_Action item_. Determine how many lines in the entries below hold "target". Respond with that number only.
[Data section — start]
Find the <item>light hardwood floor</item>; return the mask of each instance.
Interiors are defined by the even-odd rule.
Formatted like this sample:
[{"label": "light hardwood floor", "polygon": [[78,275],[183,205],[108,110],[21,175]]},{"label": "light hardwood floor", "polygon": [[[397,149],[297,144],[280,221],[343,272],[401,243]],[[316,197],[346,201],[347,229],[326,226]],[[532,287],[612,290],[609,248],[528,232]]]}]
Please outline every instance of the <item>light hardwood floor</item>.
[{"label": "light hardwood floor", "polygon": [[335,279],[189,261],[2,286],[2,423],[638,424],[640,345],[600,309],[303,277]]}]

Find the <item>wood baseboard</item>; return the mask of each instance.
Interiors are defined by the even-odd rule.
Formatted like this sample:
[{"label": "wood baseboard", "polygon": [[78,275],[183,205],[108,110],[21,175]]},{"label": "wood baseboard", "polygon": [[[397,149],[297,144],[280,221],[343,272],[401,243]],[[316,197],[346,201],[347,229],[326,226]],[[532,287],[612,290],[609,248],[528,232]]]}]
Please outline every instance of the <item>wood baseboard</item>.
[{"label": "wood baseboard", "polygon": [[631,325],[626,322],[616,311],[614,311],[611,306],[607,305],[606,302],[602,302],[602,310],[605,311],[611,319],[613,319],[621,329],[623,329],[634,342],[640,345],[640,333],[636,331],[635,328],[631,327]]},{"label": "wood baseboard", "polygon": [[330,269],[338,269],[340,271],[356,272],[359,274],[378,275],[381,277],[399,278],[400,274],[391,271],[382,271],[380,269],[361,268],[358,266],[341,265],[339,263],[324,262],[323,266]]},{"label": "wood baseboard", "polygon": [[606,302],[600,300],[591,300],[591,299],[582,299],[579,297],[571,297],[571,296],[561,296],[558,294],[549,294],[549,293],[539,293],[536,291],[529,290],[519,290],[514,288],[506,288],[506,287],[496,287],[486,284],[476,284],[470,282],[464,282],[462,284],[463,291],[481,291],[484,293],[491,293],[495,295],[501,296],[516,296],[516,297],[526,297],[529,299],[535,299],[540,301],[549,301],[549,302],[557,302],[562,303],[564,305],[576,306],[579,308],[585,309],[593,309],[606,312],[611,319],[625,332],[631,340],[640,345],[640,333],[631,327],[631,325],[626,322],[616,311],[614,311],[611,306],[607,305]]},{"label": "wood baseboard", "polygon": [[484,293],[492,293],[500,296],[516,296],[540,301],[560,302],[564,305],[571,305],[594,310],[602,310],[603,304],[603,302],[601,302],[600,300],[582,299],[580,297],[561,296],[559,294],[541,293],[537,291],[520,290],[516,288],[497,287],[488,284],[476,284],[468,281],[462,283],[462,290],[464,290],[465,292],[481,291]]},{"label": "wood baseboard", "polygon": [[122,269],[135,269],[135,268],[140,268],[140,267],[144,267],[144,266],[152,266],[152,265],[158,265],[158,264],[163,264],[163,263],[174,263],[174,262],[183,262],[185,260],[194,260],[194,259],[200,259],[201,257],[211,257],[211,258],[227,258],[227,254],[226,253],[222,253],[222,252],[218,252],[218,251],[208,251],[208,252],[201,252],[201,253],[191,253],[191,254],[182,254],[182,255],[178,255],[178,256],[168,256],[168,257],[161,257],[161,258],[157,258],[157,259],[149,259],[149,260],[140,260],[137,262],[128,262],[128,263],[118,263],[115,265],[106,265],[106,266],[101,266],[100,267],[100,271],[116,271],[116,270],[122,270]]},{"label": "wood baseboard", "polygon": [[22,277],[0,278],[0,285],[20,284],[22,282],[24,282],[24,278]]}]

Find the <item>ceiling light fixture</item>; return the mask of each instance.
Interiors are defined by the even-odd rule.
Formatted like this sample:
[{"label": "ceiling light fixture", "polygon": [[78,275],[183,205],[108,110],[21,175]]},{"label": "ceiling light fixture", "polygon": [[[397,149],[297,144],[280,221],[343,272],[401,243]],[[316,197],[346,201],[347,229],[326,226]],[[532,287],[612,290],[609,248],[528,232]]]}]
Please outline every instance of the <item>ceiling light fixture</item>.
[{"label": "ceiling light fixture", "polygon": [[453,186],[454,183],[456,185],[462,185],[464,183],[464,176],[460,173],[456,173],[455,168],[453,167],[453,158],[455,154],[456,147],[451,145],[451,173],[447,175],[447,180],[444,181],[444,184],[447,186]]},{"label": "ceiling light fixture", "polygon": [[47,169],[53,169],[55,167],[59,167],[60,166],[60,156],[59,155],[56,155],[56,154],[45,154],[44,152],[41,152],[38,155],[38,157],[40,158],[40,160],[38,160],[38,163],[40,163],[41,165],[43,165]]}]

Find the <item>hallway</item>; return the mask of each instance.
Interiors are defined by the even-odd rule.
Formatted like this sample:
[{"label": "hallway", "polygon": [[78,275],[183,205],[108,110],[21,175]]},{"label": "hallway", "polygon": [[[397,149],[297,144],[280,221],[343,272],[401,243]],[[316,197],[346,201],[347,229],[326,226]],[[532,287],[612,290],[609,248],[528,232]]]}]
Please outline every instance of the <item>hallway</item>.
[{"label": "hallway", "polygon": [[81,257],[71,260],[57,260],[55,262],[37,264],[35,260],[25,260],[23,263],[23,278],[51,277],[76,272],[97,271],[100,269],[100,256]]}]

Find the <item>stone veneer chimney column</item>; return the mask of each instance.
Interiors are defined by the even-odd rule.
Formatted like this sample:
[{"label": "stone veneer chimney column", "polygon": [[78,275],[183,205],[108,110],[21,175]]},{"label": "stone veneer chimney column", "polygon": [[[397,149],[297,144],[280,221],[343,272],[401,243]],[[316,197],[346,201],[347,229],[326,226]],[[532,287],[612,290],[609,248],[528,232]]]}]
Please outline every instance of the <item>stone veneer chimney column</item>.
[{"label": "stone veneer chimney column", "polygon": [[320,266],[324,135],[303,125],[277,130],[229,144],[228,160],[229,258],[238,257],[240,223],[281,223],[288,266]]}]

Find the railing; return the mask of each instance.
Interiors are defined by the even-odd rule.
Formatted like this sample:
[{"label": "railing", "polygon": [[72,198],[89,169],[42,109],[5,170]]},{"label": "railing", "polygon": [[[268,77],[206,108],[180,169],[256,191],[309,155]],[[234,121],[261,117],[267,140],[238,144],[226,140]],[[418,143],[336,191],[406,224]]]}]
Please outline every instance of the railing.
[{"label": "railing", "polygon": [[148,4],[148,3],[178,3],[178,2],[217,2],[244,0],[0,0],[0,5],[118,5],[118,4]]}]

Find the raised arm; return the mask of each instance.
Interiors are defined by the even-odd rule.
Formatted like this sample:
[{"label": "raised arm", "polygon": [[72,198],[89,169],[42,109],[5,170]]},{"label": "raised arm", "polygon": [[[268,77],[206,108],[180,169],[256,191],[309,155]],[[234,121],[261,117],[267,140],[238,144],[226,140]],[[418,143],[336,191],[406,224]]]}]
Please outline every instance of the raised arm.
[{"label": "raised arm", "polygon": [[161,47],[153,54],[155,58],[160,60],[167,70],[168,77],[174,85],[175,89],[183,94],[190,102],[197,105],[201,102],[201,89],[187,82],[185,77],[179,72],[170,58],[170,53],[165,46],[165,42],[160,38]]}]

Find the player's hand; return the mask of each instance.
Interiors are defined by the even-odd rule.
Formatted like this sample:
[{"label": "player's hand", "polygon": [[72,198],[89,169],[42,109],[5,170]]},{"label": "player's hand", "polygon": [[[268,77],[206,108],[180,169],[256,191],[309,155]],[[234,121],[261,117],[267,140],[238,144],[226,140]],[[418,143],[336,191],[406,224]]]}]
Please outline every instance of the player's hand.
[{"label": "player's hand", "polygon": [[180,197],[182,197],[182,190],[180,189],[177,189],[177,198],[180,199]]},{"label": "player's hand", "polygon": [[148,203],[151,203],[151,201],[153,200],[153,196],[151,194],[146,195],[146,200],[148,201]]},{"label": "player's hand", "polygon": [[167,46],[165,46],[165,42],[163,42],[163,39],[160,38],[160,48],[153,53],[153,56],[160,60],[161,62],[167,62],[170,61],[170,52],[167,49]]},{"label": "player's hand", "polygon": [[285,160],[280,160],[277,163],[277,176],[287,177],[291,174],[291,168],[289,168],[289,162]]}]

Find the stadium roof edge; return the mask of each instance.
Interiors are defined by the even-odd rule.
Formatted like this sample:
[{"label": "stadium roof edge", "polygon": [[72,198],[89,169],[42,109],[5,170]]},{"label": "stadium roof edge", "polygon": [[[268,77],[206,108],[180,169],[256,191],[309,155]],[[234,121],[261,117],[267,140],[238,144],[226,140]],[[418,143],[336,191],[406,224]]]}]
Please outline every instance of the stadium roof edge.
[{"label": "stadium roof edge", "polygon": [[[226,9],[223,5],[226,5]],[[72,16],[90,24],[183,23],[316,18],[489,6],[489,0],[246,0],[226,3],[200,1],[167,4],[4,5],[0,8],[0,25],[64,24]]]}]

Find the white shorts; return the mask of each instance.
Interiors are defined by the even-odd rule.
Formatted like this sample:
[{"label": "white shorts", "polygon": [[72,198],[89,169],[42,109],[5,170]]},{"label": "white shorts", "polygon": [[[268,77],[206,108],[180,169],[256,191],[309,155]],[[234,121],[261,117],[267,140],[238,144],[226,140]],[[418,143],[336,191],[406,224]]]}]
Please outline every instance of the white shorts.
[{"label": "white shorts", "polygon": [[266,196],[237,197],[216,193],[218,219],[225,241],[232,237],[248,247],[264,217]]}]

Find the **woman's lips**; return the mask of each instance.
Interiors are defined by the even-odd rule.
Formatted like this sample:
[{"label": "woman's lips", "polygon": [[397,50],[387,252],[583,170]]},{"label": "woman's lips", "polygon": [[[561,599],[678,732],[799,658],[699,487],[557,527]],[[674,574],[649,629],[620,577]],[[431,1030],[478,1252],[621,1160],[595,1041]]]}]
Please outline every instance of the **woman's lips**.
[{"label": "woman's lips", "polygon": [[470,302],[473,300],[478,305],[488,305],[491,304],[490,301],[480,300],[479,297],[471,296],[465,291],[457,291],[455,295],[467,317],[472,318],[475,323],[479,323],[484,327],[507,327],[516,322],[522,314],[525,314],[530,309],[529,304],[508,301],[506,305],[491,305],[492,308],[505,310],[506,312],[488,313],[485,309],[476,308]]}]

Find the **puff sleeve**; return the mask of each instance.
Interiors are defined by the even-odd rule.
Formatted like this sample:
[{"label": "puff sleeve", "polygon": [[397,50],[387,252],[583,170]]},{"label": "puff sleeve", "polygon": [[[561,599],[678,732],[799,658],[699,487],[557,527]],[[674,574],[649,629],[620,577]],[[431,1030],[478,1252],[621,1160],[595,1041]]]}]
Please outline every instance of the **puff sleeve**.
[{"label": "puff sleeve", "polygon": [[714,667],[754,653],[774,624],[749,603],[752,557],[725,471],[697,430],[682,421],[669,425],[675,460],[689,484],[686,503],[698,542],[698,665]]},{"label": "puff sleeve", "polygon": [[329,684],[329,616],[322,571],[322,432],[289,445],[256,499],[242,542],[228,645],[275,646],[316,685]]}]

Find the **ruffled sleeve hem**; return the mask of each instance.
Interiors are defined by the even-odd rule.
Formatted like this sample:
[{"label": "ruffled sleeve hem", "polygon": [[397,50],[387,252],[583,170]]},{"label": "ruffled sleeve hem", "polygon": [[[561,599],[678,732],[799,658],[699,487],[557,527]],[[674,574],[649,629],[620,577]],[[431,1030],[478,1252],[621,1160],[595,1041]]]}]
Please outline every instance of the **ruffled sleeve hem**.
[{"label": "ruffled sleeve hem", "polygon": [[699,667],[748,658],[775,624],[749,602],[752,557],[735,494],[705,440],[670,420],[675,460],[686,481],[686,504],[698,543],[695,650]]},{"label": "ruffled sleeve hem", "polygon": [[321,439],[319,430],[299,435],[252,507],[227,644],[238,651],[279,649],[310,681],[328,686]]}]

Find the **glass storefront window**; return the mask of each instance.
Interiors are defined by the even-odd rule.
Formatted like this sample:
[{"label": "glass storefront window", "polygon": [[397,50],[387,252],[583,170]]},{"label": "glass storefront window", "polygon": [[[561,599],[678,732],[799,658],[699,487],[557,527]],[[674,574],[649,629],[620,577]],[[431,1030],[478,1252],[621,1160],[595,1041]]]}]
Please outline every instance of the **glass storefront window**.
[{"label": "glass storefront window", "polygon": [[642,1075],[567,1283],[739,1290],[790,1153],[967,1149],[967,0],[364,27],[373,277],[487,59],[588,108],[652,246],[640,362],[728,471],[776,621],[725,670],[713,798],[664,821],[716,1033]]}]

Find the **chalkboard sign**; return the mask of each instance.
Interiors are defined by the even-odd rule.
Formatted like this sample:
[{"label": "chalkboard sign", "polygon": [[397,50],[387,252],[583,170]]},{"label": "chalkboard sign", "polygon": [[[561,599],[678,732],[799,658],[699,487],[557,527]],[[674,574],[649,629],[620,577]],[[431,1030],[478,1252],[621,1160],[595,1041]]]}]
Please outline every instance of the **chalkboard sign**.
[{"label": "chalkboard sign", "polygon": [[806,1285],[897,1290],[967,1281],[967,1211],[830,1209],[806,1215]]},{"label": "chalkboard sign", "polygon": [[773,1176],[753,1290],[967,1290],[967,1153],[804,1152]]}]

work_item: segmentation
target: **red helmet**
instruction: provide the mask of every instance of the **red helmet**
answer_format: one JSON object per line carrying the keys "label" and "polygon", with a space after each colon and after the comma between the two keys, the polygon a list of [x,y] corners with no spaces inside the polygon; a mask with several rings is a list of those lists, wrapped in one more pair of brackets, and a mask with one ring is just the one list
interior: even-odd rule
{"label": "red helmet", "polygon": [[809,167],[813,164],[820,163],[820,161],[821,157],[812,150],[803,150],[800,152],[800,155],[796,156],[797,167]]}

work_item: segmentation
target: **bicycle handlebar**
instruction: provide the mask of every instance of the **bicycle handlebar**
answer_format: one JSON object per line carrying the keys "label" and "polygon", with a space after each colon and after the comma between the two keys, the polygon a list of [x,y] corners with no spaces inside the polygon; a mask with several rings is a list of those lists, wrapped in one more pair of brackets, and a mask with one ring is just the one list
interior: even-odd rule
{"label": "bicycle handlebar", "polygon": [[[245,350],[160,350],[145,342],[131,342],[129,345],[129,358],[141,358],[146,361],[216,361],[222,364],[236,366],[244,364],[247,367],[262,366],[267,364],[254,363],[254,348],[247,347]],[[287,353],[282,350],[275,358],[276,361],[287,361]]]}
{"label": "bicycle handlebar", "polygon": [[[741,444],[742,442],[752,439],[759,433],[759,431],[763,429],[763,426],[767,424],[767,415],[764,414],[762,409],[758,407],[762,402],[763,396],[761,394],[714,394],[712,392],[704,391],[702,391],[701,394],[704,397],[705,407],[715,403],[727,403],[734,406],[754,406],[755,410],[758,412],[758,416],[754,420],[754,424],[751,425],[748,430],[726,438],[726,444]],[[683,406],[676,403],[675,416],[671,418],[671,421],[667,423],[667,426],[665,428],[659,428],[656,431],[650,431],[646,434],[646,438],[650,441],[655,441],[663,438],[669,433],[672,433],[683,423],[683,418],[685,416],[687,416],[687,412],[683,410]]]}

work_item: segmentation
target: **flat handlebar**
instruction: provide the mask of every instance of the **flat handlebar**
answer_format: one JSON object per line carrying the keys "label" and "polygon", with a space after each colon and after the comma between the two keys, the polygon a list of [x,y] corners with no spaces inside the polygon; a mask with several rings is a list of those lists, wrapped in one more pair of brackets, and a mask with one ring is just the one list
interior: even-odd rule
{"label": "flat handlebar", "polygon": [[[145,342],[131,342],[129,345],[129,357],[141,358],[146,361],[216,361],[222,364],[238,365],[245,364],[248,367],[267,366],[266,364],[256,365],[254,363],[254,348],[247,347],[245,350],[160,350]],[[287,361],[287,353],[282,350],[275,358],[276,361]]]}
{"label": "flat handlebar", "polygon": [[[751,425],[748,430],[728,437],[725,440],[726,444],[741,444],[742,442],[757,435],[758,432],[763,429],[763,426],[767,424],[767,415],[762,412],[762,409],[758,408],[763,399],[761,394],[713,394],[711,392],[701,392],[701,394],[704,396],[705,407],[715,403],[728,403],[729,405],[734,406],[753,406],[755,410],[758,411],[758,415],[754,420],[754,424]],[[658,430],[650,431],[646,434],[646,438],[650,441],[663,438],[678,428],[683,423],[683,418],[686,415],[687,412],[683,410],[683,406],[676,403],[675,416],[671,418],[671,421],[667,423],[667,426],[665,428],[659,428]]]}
[Data section — finish]
_Answer space_. 3